▸ **DOCUMENTFRAGMENT**
----
Als er wijzigingen zijn in een waardelijst, wordt er uiterlijk twee maanden vóór inwerkingtreding een notificatie op die website gezet, zodat gebruikers nog tijd hebben om hun eigen omgeving op de wijzigingen aan te passen.
2.3.2 De bodemkaart als bodemkundig model
De Bodemkaart van Nederland, schaal 1 : 50 000 vormt de basis voor het bodemkundig model in de Basisregistratie Ondergrond. De kaart geeft voor het landelijk gebied door middel van kaartvlakken informatie over de bodemopbouw en bodemkenmerken tot een diepte van ca. 1,2 m-mv. [Steur-Heijink1991]. Elk kaartvlak of object bevat een code voor de bodemeenheid. De bodemkaart is een 2-dimensionaal model dat de bodem als profile tot 1,2 m –mv beschrijft, waarmee het impliciet voor een deel 3D eigenschappen meekrijgt.
2.3.3 Indeling bodemeenheden
Een bodemeenheid verstrekt informatie over belangrijke kenmerken van het bodemprofiel tot een diepte van ca. 1,2 m-mv. De hoofdindeling van de bodemeenheden is in hoofdlijnen een indeling naar grondsoort. De verdere onderverdeling in hoofdklassen sluit nauw aan bij die van het Systeem van Bodemclassificatie voor Nederland [Bakker-Schelling1989] tot en met het niveau van de subgroep. Dit niveau is in de legenda naamgevend. De hoofdklassen worden op de bodemkaart gecodeerd met één of twee hoofdletters. De volgende hoofdklassen worden onderscheiden:
- Veengronden (code V);
- Moerige gronden (code W);
- Podzolgronden (codes Y en H);
- Brikgronden (code B);
- Dikke eerdgronden (codes EZ, EL en EK);
- Kalkloze zandgronden (code Z...);
- Kalkhoudende zandgronden (code Z...A);
- Kalkhoudende bijzonder lutumarme gronden (code S...A);
- Niet-gerijpte minerale gronden (code MO-zeeklei; RO-rivierklei);
- Zeekleigronden (code M);
- Rivierkleigronden (code R);
- Oude rivierkleigronden (code KR);
- Leemgronden (code L);
- Mariene afzettingen ouder dan pleistoceen (code MA, MK, MZ);
- Fluviatiele afzettingen ouder dan pleistoceen (code FG, FK);
- Kalksteenverweringsgronden (code KM, KK, KS);
- Ondiepe keileemgronden (code KX);
- Overige oude kleigronden (code KT);
- Grindgronden (code G).
De gronden worden in de legenda verder onderverdeeld naar o.a. aard en textuur van de bovengrond, de gelaagdheid in het bodemprofiel, veensoort bij veengronden, voorkomen van hydromorfe kenmerken en de aanwezigheid van kalk in het profiel. Deze onderverdeling wordt in de code aangegeven met letters en cijfers (bijvoorbeeld Hn21: veldpodzolgronden in leemarm en zwak lemig fijn zand, of Zn23: vlakvaaggronden in lemig fijn zand). Met lettertoevoegingen aan het begin en aan het eind van de code worden specifieke kenmerken van de bovengrond en ondergrond aangeduid (bijvoorbeeld kHn21: veldpodzolgronden met een kleidek (k...) of Hn21x: veldpodzolgronden met keileem in de ondergrond, beginnend tussen 40 en 120 cm (...x).
----
▸ **OPDRACHT A**
Haal uit de tekst over de bodemkaart letterlijk het stuk dat begint bij de woorden "De gronden worden" en eindigt na "120 cm (...x).".
▸ **OPDRACHT B**
Vat de tekst over de bodemkaart samen in drie zinnen.
▸ **OPDRACHT C**
Schrijf het vervolg van de tekst over de bodemkaart, aansluitend op de laatste zin.
De regels hieronder staan los van de tekst over de bodemkaart.

▸ **VERZAMELD MATERIAAL**
----
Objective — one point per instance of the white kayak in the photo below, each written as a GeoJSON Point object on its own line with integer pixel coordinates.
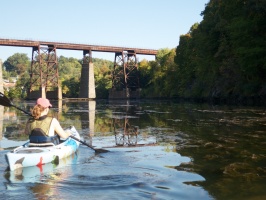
{"type": "Point", "coordinates": [31, 155]}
----
▸ **SCHRIFTELIJK ANTWOORD A**
De gronden worden in de legenda verder onderverdeeld naar o.a. aard en textuur van de bovengrond, de gelaagdheid in het bodemprofiel, veensoort bij veengronden, voorkomen van hydromorfe kenmerken en de aanwezigheid van kalk in het profiel. Deze onderverdeling wordt in de code aangegeven met letters en cijfers (bijvoorbeeld Hn21: veldpodzolgronden in leemarm en zwak lemig fijn zand, of Zn23: vlakvaaggronden in lemig fijn zand). Met lettertoevoegingen aan het begin en aan het eind van de code worden specifieke kenmerken van de bovengrond en ondergrond aangeduid (bijvoorbeeld kHn21: veldpodzolgronden met een kleidek (k...) of Hn21x: veldpodzolgronden met keileem in de ondergrond, beginnend tussen 40 en 120 cm (...x).

▸ **SCHRIFTELIJK ANTWOORD B**
Wijzigingen in een waardelijst worden uiterlijk twee maanden vóór inwerkingtreding op de website gemeld, zodat gebruikers hun eigen omgeving kunnen aanpassen. De Bodemkaart van Nederland, schaal 1 : 50 000, vormt de basis voor het bodemkundig model in de Basisregistratie Ondergrond en geeft met kaartvlakken, elk met een code voor de bodemeenheid, informatie over de bodemopbouw tot ca. 1,2 m-mv. De bodemeenheden zijn in hoofdlijnen naar grondsoort ingedeeld in hoofdklassen met codes van één of twee hoofdletters, die in de legenda met letters en cijfers verder worden onderverdeeld, onder meer naar de bovengrond, de gelaagdheid en de aanwezigheid van kalk.

▸ **SCHRIFTELIJK ANTWOORD C**
2.3.4 Inventarisatiemethoden
Rond 1960 is Stiboka in Zeeland gestart met de landelijke kartering van de bodem op schaal 1 : 50 000. De kaart is uitgegeven per kaartblad van de topografische kaart, schaal 1 : 50 000, met daarbij een toelichting in boekvorm. Door de aanpak per kaartblad verschilt de periode van opname van blad tot blad (fig. 2). Het veldwerk voor het laatste kaartblad is in 1995 afgerond. De bodemkaart is als GIS-bestand beschikbaar (versie 1). Hiervoor zijn de analoge kaarten gedigitaliseerd. Na de eerste opname zijn vanaf 2010 fragmenten van de kaart geactualiseerd. De inventarisatiemethode bij de actualisatie wijkt af van de methode die bij de eerste opname is gehanteerd.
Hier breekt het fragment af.